- **DOKUMEN**

####

Penekanan kata munkar lebih banyak
pada adat-istiadat. Demikian juga kata ma’ruf
yang dipahami dalam arti adat istiadat yang sejalan dengan tuntunan agama.
Amar ma’ruf nahi
munkar, digunakan syariat Islam untuk pengertian
memerintahkan ataupun mengajak diri serta orang lain untuk melakukan hal-hal
yang benar-benar dipandang baik oleh agama, juga untuk melarang dan mencegah
serta menghindari diri dan orang lain dari hal-hal yang telah dilarang atau di
pandang buruk oleh agama. Ulama fiqih telah sepakat bahwa amal ma’ruf nahi munkar adalah prinsip yang harus dimiliki oleh
setiap muslim. Jadi Islam menginginkan setiap orang yang memeluk agama Islam
dapat melakukan apa yang baik dan menghindari apa saja yang dilarang oleh
agama.
B.
Menghentikan
Praktek Korupsi, Kolusi dan Nepotisme (KKN)

####

- **DAFTAR ENTRI**
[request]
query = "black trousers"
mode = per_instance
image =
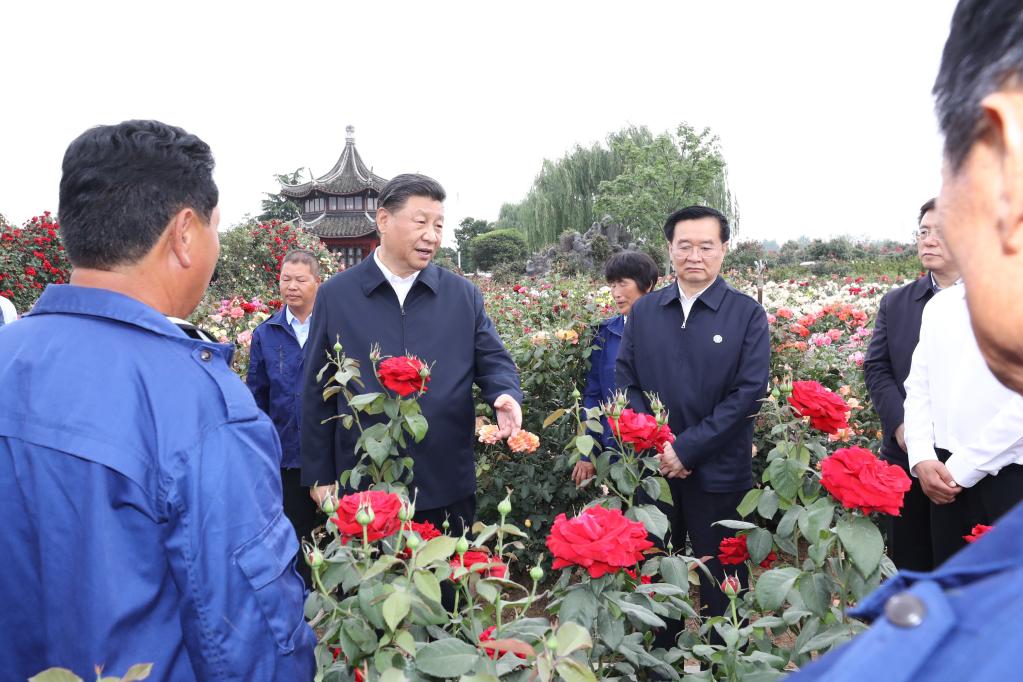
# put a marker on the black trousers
(692, 515)
(991, 497)
(909, 543)
(303, 512)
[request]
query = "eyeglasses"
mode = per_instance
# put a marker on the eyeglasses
(924, 233)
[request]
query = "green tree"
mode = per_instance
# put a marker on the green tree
(496, 246)
(665, 174)
(278, 207)
(469, 229)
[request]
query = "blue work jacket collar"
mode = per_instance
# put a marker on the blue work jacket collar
(711, 297)
(72, 300)
(371, 277)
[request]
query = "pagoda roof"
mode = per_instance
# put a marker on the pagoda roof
(343, 225)
(349, 176)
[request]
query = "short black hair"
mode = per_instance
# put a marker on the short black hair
(399, 188)
(633, 265)
(695, 213)
(122, 184)
(983, 51)
(303, 256)
(929, 205)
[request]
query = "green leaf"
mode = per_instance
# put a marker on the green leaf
(446, 657)
(396, 607)
(553, 416)
(759, 542)
(439, 548)
(817, 517)
(773, 586)
(652, 517)
(571, 637)
(428, 585)
(862, 542)
(750, 501)
(573, 671)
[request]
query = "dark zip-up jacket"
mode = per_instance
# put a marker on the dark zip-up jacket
(443, 323)
(710, 370)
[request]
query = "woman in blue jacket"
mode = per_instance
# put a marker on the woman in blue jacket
(630, 275)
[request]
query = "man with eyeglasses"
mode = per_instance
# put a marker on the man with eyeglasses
(896, 332)
(704, 348)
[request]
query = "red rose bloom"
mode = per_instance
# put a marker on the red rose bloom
(599, 540)
(859, 481)
(481, 562)
(404, 374)
(641, 430)
(977, 531)
(828, 412)
(385, 523)
(734, 550)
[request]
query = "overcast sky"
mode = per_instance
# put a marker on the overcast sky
(824, 108)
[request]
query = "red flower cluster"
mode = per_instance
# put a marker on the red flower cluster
(734, 550)
(385, 511)
(859, 481)
(977, 532)
(827, 410)
(599, 540)
(404, 374)
(641, 430)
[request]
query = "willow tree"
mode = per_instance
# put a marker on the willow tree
(564, 192)
(666, 173)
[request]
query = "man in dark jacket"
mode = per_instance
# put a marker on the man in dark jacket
(886, 368)
(275, 379)
(705, 350)
(398, 299)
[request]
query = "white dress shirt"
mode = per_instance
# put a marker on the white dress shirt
(301, 328)
(687, 302)
(401, 285)
(952, 400)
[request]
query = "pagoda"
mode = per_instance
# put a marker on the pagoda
(340, 207)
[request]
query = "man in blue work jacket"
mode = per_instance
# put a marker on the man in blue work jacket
(275, 379)
(962, 621)
(398, 299)
(139, 490)
(704, 349)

####

Bisakah Anda mengutip dari teks tentang amar ma'ruf nahi munkar di atas, tanpa mengubah satu kata pun, bagian yang dimulai pada "Penekanan kata munkar" dan berakhir pada "dengan tuntunan agama."?

Penekanan kata munkar lebih banyak
pada adat-istiadat. Demikian juga kata ma’ruf
yang dipahami dalam arti adat istiadat yang sejalan dengan tuntunan agama.